> _How to complete this task_: From the records below, take each line where the string "wall" shows up and copy it.

====

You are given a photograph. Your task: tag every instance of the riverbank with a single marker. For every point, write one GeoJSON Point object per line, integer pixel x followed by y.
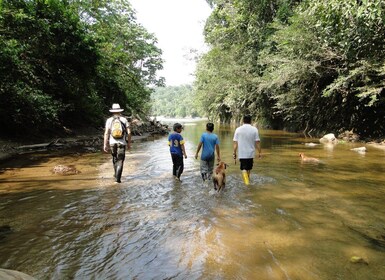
{"type": "Point", "coordinates": [88, 139]}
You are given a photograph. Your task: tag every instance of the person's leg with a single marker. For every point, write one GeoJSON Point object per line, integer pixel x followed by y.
{"type": "Point", "coordinates": [204, 170]}
{"type": "Point", "coordinates": [246, 165]}
{"type": "Point", "coordinates": [210, 168]}
{"type": "Point", "coordinates": [121, 154]}
{"type": "Point", "coordinates": [180, 166]}
{"type": "Point", "coordinates": [174, 163]}
{"type": "Point", "coordinates": [114, 151]}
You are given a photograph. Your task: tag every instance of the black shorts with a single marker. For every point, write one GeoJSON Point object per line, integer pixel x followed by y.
{"type": "Point", "coordinates": [246, 163]}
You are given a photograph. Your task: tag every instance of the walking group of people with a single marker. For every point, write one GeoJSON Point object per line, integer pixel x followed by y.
{"type": "Point", "coordinates": [246, 140]}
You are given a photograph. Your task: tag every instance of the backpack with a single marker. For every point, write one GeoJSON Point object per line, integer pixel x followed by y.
{"type": "Point", "coordinates": [118, 129]}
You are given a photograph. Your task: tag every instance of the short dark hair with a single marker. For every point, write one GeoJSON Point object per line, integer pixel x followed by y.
{"type": "Point", "coordinates": [210, 127]}
{"type": "Point", "coordinates": [177, 126]}
{"type": "Point", "coordinates": [247, 119]}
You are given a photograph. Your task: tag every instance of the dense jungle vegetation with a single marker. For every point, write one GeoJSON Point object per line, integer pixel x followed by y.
{"type": "Point", "coordinates": [312, 66]}
{"type": "Point", "coordinates": [64, 62]}
{"type": "Point", "coordinates": [174, 101]}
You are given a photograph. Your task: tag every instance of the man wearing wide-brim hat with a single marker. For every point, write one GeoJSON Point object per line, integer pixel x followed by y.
{"type": "Point", "coordinates": [117, 136]}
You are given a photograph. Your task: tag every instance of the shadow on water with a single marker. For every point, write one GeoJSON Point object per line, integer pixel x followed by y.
{"type": "Point", "coordinates": [294, 221]}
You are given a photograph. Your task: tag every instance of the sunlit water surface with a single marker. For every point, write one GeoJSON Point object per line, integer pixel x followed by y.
{"type": "Point", "coordinates": [295, 220]}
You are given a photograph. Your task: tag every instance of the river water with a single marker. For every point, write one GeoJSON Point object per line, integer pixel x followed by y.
{"type": "Point", "coordinates": [294, 221]}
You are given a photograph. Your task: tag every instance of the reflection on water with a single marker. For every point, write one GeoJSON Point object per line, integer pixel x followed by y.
{"type": "Point", "coordinates": [295, 220]}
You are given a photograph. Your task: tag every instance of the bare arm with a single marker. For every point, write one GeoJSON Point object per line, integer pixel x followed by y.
{"type": "Point", "coordinates": [105, 142]}
{"type": "Point", "coordinates": [128, 137]}
{"type": "Point", "coordinates": [198, 149]}
{"type": "Point", "coordinates": [183, 150]}
{"type": "Point", "coordinates": [235, 148]}
{"type": "Point", "coordinates": [218, 152]}
{"type": "Point", "coordinates": [258, 147]}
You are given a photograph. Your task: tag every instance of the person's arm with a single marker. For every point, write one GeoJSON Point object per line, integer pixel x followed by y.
{"type": "Point", "coordinates": [105, 142]}
{"type": "Point", "coordinates": [218, 152]}
{"type": "Point", "coordinates": [128, 137]}
{"type": "Point", "coordinates": [183, 150]}
{"type": "Point", "coordinates": [258, 147]}
{"type": "Point", "coordinates": [198, 149]}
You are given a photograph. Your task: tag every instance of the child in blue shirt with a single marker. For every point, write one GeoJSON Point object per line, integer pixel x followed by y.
{"type": "Point", "coordinates": [177, 150]}
{"type": "Point", "coordinates": [210, 143]}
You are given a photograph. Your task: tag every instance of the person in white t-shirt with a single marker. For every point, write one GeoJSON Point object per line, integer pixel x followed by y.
{"type": "Point", "coordinates": [118, 142]}
{"type": "Point", "coordinates": [246, 140]}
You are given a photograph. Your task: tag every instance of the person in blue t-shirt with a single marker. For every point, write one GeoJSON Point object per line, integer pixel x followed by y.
{"type": "Point", "coordinates": [210, 143]}
{"type": "Point", "coordinates": [177, 150]}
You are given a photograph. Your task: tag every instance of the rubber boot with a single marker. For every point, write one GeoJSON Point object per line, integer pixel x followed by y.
{"type": "Point", "coordinates": [245, 177]}
{"type": "Point", "coordinates": [119, 170]}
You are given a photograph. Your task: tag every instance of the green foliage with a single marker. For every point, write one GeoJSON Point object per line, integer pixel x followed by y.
{"type": "Point", "coordinates": [174, 101]}
{"type": "Point", "coordinates": [63, 63]}
{"type": "Point", "coordinates": [315, 66]}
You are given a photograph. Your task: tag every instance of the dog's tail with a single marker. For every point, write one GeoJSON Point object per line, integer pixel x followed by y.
{"type": "Point", "coordinates": [215, 181]}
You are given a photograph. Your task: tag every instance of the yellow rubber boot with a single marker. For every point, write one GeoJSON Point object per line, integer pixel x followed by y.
{"type": "Point", "coordinates": [245, 177]}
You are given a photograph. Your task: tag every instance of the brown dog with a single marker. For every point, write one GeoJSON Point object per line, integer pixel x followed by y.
{"type": "Point", "coordinates": [308, 159]}
{"type": "Point", "coordinates": [219, 176]}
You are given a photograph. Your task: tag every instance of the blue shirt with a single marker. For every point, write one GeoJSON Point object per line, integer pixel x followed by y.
{"type": "Point", "coordinates": [175, 140]}
{"type": "Point", "coordinates": [209, 140]}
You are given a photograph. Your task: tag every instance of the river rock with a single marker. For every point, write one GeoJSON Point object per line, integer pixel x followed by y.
{"type": "Point", "coordinates": [9, 274]}
{"type": "Point", "coordinates": [349, 136]}
{"type": "Point", "coordinates": [328, 138]}
{"type": "Point", "coordinates": [65, 170]}
{"type": "Point", "coordinates": [359, 149]}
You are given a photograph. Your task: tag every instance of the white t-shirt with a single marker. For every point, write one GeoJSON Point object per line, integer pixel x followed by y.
{"type": "Point", "coordinates": [246, 136]}
{"type": "Point", "coordinates": [112, 140]}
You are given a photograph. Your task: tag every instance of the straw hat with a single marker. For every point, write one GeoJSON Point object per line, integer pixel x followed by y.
{"type": "Point", "coordinates": [116, 108]}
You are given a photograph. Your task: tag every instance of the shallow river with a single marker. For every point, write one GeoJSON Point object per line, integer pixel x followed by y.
{"type": "Point", "coordinates": [295, 220]}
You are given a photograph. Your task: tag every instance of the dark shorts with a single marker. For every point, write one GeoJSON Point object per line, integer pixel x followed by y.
{"type": "Point", "coordinates": [246, 163]}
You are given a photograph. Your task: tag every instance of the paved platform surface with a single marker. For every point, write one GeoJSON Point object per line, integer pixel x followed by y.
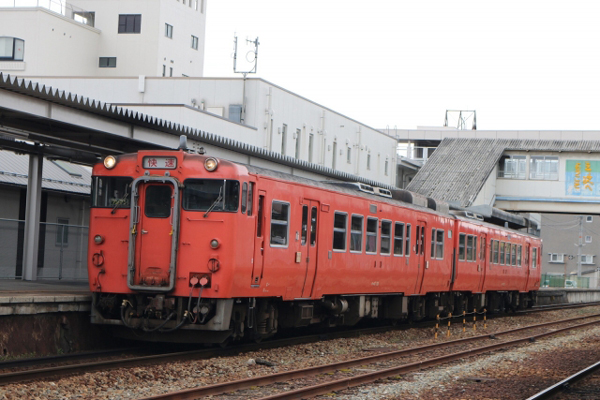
{"type": "Point", "coordinates": [19, 297]}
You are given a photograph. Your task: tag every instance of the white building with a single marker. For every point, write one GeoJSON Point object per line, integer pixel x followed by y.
{"type": "Point", "coordinates": [102, 37]}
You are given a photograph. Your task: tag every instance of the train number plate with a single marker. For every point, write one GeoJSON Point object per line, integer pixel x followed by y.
{"type": "Point", "coordinates": [160, 162]}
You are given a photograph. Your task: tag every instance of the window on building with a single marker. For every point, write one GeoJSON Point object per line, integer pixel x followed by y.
{"type": "Point", "coordinates": [11, 49]}
{"type": "Point", "coordinates": [340, 222]}
{"type": "Point", "coordinates": [298, 143]}
{"type": "Point", "coordinates": [107, 62]}
{"type": "Point", "coordinates": [386, 233]}
{"type": "Point", "coordinates": [512, 167]}
{"type": "Point", "coordinates": [543, 168]}
{"type": "Point", "coordinates": [130, 23]}
{"type": "Point", "coordinates": [280, 217]}
{"type": "Point", "coordinates": [356, 230]}
{"type": "Point", "coordinates": [557, 258]}
{"type": "Point", "coordinates": [371, 246]}
{"type": "Point", "coordinates": [587, 259]}
{"type": "Point", "coordinates": [169, 31]}
{"type": "Point", "coordinates": [311, 139]}
{"type": "Point", "coordinates": [62, 232]}
{"type": "Point", "coordinates": [398, 239]}
{"type": "Point", "coordinates": [283, 138]}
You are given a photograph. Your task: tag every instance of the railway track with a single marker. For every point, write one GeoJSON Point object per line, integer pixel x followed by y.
{"type": "Point", "coordinates": [566, 385]}
{"type": "Point", "coordinates": [358, 378]}
{"type": "Point", "coordinates": [87, 365]}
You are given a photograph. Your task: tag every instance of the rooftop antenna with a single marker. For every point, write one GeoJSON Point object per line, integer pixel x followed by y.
{"type": "Point", "coordinates": [463, 118]}
{"type": "Point", "coordinates": [252, 59]}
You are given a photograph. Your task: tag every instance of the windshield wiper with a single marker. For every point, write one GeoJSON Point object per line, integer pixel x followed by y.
{"type": "Point", "coordinates": [214, 204]}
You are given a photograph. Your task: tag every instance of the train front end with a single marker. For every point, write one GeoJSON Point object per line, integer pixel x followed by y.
{"type": "Point", "coordinates": [157, 227]}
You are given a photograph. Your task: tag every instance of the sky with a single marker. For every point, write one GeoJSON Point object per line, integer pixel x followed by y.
{"type": "Point", "coordinates": [522, 65]}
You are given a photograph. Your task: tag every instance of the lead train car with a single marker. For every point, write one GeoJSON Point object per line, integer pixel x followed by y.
{"type": "Point", "coordinates": [188, 248]}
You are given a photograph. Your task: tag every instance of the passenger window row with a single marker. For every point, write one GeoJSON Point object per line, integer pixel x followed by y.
{"type": "Point", "coordinates": [375, 235]}
{"type": "Point", "coordinates": [504, 253]}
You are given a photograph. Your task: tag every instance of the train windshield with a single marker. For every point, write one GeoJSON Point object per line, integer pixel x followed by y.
{"type": "Point", "coordinates": [214, 194]}
{"type": "Point", "coordinates": [110, 191]}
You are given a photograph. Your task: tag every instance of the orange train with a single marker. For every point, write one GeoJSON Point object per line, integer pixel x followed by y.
{"type": "Point", "coordinates": [189, 248]}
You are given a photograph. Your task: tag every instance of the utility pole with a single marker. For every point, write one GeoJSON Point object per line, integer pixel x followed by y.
{"type": "Point", "coordinates": [579, 246]}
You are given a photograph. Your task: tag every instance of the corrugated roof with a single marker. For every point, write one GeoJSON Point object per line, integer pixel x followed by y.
{"type": "Point", "coordinates": [14, 169]}
{"type": "Point", "coordinates": [458, 168]}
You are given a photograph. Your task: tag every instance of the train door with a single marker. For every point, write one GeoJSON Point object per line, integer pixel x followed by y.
{"type": "Point", "coordinates": [259, 241]}
{"type": "Point", "coordinates": [482, 261]}
{"type": "Point", "coordinates": [419, 250]}
{"type": "Point", "coordinates": [308, 244]}
{"type": "Point", "coordinates": [153, 234]}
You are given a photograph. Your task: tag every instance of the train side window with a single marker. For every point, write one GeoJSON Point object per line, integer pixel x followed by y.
{"type": "Point", "coordinates": [356, 231]}
{"type": "Point", "coordinates": [261, 204]}
{"type": "Point", "coordinates": [514, 255]}
{"type": "Point", "coordinates": [250, 198]}
{"type": "Point", "coordinates": [398, 239]}
{"type": "Point", "coordinates": [371, 246]}
{"type": "Point", "coordinates": [244, 197]}
{"type": "Point", "coordinates": [340, 223]}
{"type": "Point", "coordinates": [470, 248]}
{"type": "Point", "coordinates": [280, 218]}
{"type": "Point", "coordinates": [439, 244]}
{"type": "Point", "coordinates": [304, 233]}
{"type": "Point", "coordinates": [462, 244]}
{"type": "Point", "coordinates": [313, 226]}
{"type": "Point", "coordinates": [407, 248]}
{"type": "Point", "coordinates": [386, 233]}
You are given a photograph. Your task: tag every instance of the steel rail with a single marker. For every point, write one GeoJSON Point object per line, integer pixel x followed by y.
{"type": "Point", "coordinates": [225, 387]}
{"type": "Point", "coordinates": [556, 388]}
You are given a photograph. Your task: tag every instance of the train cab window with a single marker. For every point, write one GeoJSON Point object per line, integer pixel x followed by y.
{"type": "Point", "coordinates": [462, 245]}
{"type": "Point", "coordinates": [407, 248]}
{"type": "Point", "coordinates": [158, 201]}
{"type": "Point", "coordinates": [371, 246]}
{"type": "Point", "coordinates": [496, 245]}
{"type": "Point", "coordinates": [386, 233]}
{"type": "Point", "coordinates": [111, 192]}
{"type": "Point", "coordinates": [340, 223]}
{"type": "Point", "coordinates": [356, 230]}
{"type": "Point", "coordinates": [244, 197]}
{"type": "Point", "coordinates": [215, 194]}
{"type": "Point", "coordinates": [398, 239]}
{"type": "Point", "coordinates": [304, 229]}
{"type": "Point", "coordinates": [280, 218]}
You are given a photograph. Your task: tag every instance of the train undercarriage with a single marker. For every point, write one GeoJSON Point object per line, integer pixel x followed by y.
{"type": "Point", "coordinates": [162, 318]}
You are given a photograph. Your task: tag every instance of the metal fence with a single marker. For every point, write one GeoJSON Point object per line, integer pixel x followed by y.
{"type": "Point", "coordinates": [62, 250]}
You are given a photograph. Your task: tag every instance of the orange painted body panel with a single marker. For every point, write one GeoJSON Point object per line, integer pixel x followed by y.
{"type": "Point", "coordinates": [249, 266]}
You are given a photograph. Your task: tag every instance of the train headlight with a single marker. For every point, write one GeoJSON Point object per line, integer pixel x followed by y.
{"type": "Point", "coordinates": [110, 162]}
{"type": "Point", "coordinates": [211, 164]}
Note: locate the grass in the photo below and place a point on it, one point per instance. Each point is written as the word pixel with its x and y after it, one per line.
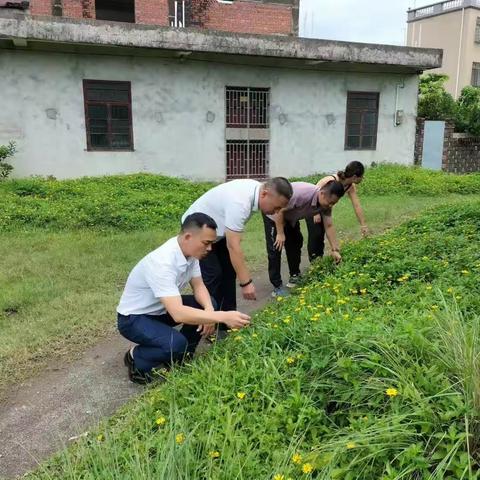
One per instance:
pixel 66 248
pixel 63 287
pixel 369 371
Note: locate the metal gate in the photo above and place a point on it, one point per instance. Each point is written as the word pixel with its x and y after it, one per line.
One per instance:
pixel 433 140
pixel 247 132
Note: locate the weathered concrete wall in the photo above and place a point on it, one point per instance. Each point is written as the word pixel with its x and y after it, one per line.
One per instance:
pixel 81 32
pixel 170 103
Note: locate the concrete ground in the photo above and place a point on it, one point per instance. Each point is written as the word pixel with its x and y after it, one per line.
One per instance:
pixel 44 414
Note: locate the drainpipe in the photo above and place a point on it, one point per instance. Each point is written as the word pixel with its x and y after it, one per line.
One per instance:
pixel 57 8
pixel 397 116
pixel 460 44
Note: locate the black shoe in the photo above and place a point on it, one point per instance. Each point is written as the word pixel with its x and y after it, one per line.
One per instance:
pixel 143 378
pixel 128 360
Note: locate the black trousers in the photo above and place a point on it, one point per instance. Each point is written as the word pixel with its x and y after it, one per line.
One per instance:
pixel 219 276
pixel 316 238
pixel 293 250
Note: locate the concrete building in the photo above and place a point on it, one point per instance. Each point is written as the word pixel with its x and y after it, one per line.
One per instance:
pixel 85 97
pixel 242 16
pixel 454 26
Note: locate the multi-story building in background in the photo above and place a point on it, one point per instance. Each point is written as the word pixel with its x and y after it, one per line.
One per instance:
pixel 242 16
pixel 454 26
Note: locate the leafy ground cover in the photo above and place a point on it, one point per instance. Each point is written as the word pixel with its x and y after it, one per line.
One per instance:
pixel 62 287
pixel 145 201
pixel 370 371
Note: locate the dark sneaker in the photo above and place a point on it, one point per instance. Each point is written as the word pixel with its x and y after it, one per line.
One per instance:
pixel 137 376
pixel 293 281
pixel 280 292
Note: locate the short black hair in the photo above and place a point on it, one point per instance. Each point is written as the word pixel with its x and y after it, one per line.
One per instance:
pixel 281 185
pixel 334 188
pixel 354 169
pixel 198 220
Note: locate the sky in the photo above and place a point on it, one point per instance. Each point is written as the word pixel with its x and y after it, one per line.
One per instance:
pixel 369 21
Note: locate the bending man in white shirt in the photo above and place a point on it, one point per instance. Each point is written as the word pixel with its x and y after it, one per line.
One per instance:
pixel 152 304
pixel 231 204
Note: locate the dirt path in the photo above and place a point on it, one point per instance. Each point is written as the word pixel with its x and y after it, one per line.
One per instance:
pixel 40 416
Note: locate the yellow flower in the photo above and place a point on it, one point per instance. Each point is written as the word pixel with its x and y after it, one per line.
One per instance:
pixel 307 468
pixel 391 392
pixel 297 458
pixel 160 420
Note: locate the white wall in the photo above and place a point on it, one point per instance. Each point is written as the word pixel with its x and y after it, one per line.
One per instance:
pixel 170 101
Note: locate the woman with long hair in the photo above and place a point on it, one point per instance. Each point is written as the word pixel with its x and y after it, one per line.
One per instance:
pixel 349 178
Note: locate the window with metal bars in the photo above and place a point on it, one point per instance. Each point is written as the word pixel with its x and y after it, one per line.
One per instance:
pixel 247 107
pixel 179 13
pixel 108 115
pixel 362 121
pixel 115 10
pixel 476 74
pixel 247 112
pixel 247 159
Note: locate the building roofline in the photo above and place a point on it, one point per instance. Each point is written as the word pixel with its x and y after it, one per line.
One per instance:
pixel 20 30
pixel 440 8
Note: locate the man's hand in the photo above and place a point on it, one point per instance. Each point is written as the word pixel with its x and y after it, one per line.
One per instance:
pixel 248 292
pixel 206 330
pixel 337 258
pixel 279 241
pixel 234 319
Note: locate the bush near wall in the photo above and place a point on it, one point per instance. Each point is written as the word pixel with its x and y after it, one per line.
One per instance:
pixel 145 201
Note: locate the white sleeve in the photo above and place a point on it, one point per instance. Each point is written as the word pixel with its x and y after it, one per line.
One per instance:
pixel 162 279
pixel 196 272
pixel 236 215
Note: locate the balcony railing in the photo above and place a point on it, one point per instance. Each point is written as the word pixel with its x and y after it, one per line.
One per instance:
pixel 441 7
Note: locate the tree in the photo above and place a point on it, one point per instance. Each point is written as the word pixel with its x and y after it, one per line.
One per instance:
pixel 468 119
pixel 434 102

====

> _Response to this task_:
Note: locate the weathered concrete wall in the photo above and place a point on it, one point per instance. Each point is written as the word pixel with its x and y after it, one per line.
Note: locate the white wall in the photo above and place a point on it, one point per instance. Each point is written as the word pixel with its x and y after it, one per line.
Note: locate the bush near wall in the photo above and place a point on it, one point per instance. Each point is written as the word pixel with its x and y after it, one per line.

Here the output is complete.